#### Required action
Scan the data below for the string "gray". Show every line where it turns up.

#### Data listing
»»

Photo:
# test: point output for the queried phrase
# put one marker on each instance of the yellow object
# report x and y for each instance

««
»»

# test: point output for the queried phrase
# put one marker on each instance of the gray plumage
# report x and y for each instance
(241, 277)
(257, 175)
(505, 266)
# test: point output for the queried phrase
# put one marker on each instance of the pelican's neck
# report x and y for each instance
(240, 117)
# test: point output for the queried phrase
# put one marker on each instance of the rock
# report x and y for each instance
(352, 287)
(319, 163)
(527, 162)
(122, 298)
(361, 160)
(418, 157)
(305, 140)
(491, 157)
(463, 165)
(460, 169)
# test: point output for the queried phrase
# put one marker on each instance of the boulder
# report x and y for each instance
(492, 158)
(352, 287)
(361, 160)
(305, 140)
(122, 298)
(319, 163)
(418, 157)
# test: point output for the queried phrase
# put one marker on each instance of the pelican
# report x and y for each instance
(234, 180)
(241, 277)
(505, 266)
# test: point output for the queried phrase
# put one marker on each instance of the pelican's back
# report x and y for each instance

««
»»

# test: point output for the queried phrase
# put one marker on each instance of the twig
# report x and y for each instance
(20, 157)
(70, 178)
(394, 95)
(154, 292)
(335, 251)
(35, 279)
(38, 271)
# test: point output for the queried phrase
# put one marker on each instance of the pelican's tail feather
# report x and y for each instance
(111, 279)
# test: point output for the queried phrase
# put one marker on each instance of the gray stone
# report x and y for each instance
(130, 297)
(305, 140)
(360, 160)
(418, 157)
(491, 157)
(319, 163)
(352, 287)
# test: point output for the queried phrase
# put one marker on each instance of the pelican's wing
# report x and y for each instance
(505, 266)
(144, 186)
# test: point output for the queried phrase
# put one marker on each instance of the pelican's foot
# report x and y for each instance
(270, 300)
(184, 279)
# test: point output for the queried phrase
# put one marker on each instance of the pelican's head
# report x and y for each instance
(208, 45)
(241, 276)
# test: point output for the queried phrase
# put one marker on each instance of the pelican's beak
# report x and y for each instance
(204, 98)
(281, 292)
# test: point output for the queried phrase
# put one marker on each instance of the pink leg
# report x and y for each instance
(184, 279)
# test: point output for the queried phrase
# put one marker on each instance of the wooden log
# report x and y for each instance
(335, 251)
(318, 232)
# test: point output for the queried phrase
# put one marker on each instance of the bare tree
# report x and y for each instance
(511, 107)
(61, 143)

««

#### Exercise response
# put one marker on each instance of the gray plumage
# put one marker on each instance of the gray stone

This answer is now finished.